Provided data >>
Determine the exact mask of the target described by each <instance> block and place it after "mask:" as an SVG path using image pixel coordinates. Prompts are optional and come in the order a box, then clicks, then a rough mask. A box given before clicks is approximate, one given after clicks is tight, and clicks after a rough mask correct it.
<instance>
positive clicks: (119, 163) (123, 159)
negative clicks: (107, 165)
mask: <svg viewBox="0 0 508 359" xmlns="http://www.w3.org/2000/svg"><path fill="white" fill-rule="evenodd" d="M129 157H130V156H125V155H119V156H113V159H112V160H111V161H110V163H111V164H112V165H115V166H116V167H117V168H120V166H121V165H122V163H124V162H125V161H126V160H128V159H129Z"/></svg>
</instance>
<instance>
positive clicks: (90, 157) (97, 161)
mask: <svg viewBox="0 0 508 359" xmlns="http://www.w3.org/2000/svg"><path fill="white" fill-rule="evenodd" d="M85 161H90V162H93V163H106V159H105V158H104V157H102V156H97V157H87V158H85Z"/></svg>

Task >>
Rewrite all of the items above so that each "positive clicks" becomes "foreground clicks", with no other changes.

Answer to this task >>
Determine the exact mask of the target described by each <instance> block and place it after "mask:" as an SVG path using image pixel coordinates. Prompts are optional and come in the order a box, then clicks, then a rough mask. A box given before clicks is approximate, one given after clicks is tight, and clicks after a rough mask correct it.
<instance>
foreground clicks: (119, 163) (123, 159)
negative clicks: (107, 165)
mask: <svg viewBox="0 0 508 359" xmlns="http://www.w3.org/2000/svg"><path fill="white" fill-rule="evenodd" d="M129 157H130V156H125V155H119V156H113V159H112V160H111V161H110V163H111V164H112V165H115V166H116V167H117V168H120V166H121V165H122V163H124V162H125V161H126V160H128V159H129Z"/></svg>
</instance>
<instance>
foreground clicks: (90, 157) (97, 161)
mask: <svg viewBox="0 0 508 359" xmlns="http://www.w3.org/2000/svg"><path fill="white" fill-rule="evenodd" d="M85 161H90V162H93V163H106V159H105V158H104V157H102V156H97V157H87V158H85Z"/></svg>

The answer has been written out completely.